◆ **What you should do**
Extend the post below about being sick and nurturing the inner child, starting right after its final paragraph.

◆ **Document section**
34/100 days of emotional badassery - In which being sick sucks, so we nurture our inner child

Photo by Pixabay from Pexels
I woke up sick and I knew. I knew I pushed my body too hard. 
It was aching, so I knew it was reclaiming rest, love and stillness. 
But that’s not how my mind was seeing it. I had plans for today. It’s Friday, and my Fridays are called Badass Fridays, because I wrap up the admin stuff I don’t enjoy doing (even if I do enjoy finishing it), then I go to a cafe and spend the afternoon on creative things. 
I’m always looking forward to them, like I’m looking forward to my Monday retreats, their chilling pals, feeding each other in a nice yummy balance.
So I was really disappointed. And because my mind doesn’t like weakness, or compromise, it resisted. Hard. I spent the whole day wanting to do ALL THE THINGS but rest. Refusing to accept I was weaker, and tired, and had troubles concentrating.
I managed to calm it down somehow, through some meditation and yoga on my bed. 
But my inner critic was having a ball, making me feel like it was never enough. 
So part of my day was me, reparenting myself, kindly but firmly. 
Putting words and giving space to those feelings. 
“It’s so frustrating to be sick and having to let go of some cool things we wanted to do. Let’s take it slow and avoid self-flagellation, that would only be extra pain on top of this.”
“I don’t like being tired and weak. But complaining, moping and resisting will only make it worse. Let’s get some hot tea and wrap up in a blanket to feel a little bit better, cosier.”
“It’s late, and all I’ve done was work in the end. I didn’t have time to work on my illustrations and it’s making me sad. But I also would really like to paint just a bit, let’s do this, that’s a little something we can do.”

◆ **Data excerpts**
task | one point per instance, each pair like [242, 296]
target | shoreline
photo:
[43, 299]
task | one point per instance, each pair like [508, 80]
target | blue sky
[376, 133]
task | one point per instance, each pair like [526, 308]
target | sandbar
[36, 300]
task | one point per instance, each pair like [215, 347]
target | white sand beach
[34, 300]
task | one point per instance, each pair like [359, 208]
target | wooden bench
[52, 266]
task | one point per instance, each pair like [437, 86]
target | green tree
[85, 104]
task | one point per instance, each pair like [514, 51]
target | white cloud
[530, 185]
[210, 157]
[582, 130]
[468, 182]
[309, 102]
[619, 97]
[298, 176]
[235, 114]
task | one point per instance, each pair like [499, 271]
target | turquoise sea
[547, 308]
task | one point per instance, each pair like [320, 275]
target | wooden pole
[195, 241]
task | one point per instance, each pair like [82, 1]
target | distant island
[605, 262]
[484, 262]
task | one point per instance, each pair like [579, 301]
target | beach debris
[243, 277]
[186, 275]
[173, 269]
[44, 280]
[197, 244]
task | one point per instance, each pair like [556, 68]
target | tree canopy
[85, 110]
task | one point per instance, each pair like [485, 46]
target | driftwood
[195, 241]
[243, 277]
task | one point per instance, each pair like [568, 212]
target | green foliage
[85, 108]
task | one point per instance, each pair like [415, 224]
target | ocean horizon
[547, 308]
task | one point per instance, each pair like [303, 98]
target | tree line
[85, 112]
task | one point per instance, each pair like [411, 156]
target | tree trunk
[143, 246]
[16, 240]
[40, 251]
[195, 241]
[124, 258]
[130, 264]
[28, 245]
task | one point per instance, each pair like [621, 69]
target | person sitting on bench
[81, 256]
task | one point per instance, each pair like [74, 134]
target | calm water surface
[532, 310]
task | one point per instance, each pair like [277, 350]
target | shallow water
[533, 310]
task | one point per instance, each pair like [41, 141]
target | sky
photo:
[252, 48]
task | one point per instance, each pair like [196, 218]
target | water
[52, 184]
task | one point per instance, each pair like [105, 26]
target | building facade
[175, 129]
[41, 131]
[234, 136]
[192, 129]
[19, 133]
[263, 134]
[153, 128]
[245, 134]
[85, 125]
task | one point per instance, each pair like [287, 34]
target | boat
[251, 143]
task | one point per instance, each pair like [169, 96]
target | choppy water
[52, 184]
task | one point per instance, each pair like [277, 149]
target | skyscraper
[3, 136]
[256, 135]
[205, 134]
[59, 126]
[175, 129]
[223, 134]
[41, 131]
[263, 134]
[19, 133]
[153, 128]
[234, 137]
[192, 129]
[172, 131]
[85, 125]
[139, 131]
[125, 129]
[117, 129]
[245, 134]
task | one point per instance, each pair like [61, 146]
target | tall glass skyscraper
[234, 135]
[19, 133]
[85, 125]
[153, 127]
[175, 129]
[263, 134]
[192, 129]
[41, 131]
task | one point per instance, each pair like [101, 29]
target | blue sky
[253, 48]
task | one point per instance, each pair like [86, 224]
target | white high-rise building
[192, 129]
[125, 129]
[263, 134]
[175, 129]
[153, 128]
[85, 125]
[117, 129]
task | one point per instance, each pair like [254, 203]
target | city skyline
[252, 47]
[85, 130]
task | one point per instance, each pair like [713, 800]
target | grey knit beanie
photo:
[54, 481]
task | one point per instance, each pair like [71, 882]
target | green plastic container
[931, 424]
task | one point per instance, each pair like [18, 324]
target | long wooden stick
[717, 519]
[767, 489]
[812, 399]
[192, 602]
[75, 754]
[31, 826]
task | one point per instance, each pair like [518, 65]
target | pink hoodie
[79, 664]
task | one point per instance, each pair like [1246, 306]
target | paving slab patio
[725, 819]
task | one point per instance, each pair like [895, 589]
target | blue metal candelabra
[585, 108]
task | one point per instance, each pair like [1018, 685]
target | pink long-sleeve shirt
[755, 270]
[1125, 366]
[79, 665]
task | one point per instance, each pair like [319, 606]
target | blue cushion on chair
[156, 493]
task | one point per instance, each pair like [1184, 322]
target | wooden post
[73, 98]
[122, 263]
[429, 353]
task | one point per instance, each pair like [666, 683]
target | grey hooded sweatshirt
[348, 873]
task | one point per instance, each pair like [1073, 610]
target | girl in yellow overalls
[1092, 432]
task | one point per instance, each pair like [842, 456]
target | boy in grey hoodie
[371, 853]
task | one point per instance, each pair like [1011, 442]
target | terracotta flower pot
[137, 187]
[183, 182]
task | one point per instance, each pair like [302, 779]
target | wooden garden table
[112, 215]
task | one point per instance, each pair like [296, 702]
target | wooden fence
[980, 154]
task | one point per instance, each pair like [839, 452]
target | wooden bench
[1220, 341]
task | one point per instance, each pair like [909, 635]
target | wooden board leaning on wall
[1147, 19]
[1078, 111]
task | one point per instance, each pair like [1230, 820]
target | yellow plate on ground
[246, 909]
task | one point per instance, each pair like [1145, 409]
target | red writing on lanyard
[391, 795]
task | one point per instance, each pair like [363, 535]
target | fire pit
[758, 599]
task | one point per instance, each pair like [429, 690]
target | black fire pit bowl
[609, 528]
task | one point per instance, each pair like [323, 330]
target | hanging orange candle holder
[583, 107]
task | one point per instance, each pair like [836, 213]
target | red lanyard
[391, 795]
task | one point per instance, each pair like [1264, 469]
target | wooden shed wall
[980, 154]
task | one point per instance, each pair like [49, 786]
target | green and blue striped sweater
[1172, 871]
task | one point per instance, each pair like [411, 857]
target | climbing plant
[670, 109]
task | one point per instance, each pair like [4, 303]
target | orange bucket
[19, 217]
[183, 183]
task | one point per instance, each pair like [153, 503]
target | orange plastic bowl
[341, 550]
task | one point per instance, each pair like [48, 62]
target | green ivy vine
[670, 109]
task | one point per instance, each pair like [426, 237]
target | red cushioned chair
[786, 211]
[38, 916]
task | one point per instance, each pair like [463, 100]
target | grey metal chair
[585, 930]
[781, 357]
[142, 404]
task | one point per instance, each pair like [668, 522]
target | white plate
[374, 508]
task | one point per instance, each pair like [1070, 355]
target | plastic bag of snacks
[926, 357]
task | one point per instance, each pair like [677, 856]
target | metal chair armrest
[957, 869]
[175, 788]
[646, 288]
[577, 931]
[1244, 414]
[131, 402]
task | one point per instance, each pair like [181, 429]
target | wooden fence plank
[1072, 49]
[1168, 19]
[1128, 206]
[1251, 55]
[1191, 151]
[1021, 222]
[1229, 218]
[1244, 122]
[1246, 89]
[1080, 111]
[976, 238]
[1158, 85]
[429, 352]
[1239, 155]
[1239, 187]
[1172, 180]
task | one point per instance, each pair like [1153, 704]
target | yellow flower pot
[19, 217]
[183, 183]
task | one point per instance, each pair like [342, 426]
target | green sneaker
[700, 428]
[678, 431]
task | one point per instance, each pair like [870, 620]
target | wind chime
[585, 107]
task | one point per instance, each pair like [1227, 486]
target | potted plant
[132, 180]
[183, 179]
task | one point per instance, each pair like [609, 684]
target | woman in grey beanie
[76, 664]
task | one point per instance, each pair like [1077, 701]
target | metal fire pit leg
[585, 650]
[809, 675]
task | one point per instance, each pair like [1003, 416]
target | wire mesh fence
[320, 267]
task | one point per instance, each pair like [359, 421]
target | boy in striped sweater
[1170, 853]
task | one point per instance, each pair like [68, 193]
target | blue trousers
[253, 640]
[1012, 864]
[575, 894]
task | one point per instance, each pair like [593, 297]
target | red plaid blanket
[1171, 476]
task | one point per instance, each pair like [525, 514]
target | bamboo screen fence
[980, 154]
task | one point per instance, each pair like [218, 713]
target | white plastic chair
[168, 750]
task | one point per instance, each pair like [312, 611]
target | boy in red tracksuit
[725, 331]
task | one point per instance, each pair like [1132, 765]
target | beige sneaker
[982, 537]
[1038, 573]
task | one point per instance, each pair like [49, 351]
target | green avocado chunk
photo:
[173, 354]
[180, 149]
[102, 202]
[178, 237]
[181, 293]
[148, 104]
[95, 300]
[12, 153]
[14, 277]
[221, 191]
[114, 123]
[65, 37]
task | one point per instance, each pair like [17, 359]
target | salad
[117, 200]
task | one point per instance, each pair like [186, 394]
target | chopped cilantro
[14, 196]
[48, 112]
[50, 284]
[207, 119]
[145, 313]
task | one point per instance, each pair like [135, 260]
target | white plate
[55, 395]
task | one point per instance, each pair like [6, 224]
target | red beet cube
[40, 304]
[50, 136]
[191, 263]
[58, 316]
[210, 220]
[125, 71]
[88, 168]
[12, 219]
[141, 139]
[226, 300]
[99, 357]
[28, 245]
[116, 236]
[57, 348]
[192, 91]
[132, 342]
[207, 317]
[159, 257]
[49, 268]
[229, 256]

◆ **Answer area**
Fortunately, my partner helped me too by lovingly tease me on my crankiness to crack the mood a little. By getting me comfort food and medication. By not giving my cranky part the little arguments she was looking for to release the tension. By using his work badassery to help me review my new resume. 
Never forget how social support can help in hardship, tell your loved ones what you need. They most probably will love to be able to help you when you’re down. Let’s stay away from the mind reading myth to save and nurture our relationships.
We deserve to feel held, helped and loved when we’re down.
Let’s also listen to our bodies, dear hummingbirds. 
Changing the world, even with tiny steps, is hard. Changing and recovering are tough too. It’s tiring, eating up lots of energy. We need rest.
When the body is sick or hurt, it’s a call for loving rest. We have to cut ourselves some slack and let go of our initial programs.
It will annoy the heck out of our perfectionist and overworker parts, the ones that are addicted to work, busyness and control. They will try to negotiate or use shame as a weapon. 
To them, we might say : “My loves, I know it’s not fun to be sick, weak and immobilized. It’s frustrating. But we can’t control this. The only control we really have is what we make of it. And we want to recover as fast and best as possible, so we can’t hinder it. Let’s rest, let’s breathe, let’s nurture ourselves. It will get better. Doing our best, just as we are today, is enough.”